══ INFORMATION GIVEN ══

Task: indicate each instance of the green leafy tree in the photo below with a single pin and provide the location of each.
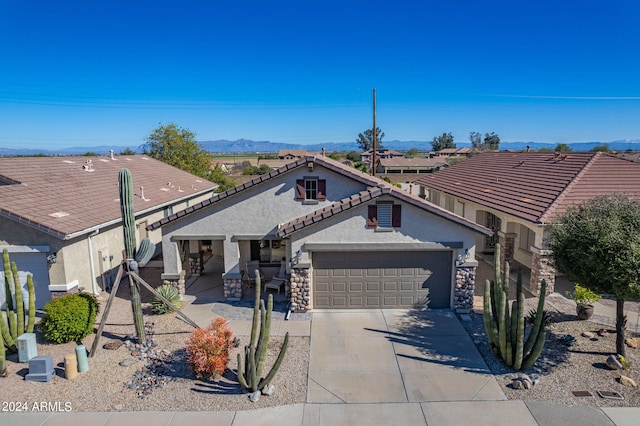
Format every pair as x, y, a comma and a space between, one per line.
563, 147
413, 152
177, 146
443, 141
365, 140
597, 244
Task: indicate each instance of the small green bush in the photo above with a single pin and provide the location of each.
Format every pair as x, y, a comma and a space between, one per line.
171, 294
70, 318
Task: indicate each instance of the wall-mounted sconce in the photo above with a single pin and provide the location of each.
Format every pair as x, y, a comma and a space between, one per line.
463, 258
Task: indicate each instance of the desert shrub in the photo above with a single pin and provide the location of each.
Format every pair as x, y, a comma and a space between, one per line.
208, 349
171, 294
70, 318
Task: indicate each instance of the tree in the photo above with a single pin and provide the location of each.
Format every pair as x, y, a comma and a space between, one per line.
442, 142
597, 244
413, 152
563, 147
365, 140
490, 142
177, 147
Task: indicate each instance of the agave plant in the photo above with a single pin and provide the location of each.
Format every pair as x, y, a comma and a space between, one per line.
170, 293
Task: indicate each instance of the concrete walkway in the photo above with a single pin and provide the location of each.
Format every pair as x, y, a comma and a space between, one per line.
370, 367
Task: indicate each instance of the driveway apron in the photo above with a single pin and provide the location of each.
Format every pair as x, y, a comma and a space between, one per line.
390, 356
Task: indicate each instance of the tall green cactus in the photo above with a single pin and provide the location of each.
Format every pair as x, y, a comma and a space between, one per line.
255, 355
125, 186
15, 312
505, 328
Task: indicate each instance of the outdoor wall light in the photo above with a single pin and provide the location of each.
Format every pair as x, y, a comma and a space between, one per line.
463, 258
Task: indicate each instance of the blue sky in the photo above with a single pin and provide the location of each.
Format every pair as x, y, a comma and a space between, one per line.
80, 72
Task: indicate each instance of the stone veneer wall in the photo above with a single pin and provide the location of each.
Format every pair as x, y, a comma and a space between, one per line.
178, 283
465, 287
300, 285
233, 288
541, 269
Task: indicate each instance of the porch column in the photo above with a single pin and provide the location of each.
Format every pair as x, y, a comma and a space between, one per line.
465, 287
541, 269
300, 283
232, 278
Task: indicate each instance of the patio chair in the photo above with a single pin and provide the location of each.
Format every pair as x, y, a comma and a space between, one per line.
249, 275
278, 281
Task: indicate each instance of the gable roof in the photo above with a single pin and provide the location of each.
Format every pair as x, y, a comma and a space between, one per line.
70, 196
294, 164
363, 197
535, 186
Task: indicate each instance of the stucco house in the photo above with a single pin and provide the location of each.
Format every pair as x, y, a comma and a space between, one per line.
347, 239
516, 194
60, 216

═══

### TASK ITEM
All of the entries above must be reproduced exactly, and no image may be included.

### ANSWER
Task: indicate each instance of the green leafy tree in the photo below with a single pin and provide the location of each.
Format every pair as x, y, a comma and a space between, one per line.
563, 147
413, 152
177, 146
443, 141
365, 140
597, 244
Task: indicate each instance of the small green bush in the photo above with a single pin and provide the location of each.
Format every pair as x, y, a comma and a space between, one per line.
171, 294
70, 318
Task: indicate each instance of the wall-mounted sconce in the photo above with a single pin and provide the location of each.
Format every pair as x, y, a comma and a space between, one per line.
463, 258
Task: indicate each instance of the desert shrub in the photo above with a single pin and provide the location of each.
Format every pair as x, y, a comma and a space between, one per line.
208, 349
171, 294
70, 318
Task: indicate each instance of the tree in the photo above with a single pin and provide the location of each.
Format every pair as x, y, a comma and a space between, one per line.
442, 142
597, 244
413, 152
563, 147
365, 140
490, 142
177, 147
Task: indicate each instance of the agave plant in the photo above with a single pin and provide the location of each.
Format every pair as x, y, a comma and a space between, one per line.
170, 293
Task: indicate each instance of the concrete walkway in the photo above with a single pin and provide the location of each.
Format every pair as x, y, a comma and a space between, one per line.
370, 367
Task: indicate each instance of the driveway apron in the photo above with a single pin and provide the location of each.
Format every pair as x, y, a comma and a space between, one per line.
390, 356
Task: indicate each instance of the tall green cactus in the photo above with a single pin and provide the location of each.
Format every pair as x, y, a comma and a space between, one per line.
255, 355
125, 186
15, 312
505, 328
Task: indicate each instance of the outdoor wall light in the photo above with a single pin and provide the location of each.
Format every pair as x, y, a comma and a space between, one per line.
463, 258
Task: indicate each instance of the blue sky in the photo above with a single pin and provide the location of each.
Format every pair as x, y, a comma and a space between, one per line.
80, 72
Task: indicate each instance of the stone veneer wall in the photo above with a single pin and provide the location of each.
Format every pair as x, y, a comma and a space between, one per line.
178, 283
465, 287
300, 285
233, 288
541, 269
Task: indicate each instance of the porch column in the photo above with a single pin and provide the location of each.
Format every pair as x, y, a comma and a space between, one per line.
465, 287
541, 269
300, 283
232, 278
Task: indicate each instance of the patio chair in the photo above with a single pin and provide the location of each.
Format every pair as x, y, a comma and a space between, one per line.
249, 275
278, 281
Task: indicate each instance of the gable roof in the photo above with a single pin and provide the location of each.
Format every pair as x, y, a comma and a space between, one per line.
70, 196
294, 164
363, 197
535, 186
Task: indicate each instance of the stucco house in the photo above with a single pin and provide the location of each.
Format every pair as x, y, a comma and a space between, one per line.
347, 239
516, 194
60, 216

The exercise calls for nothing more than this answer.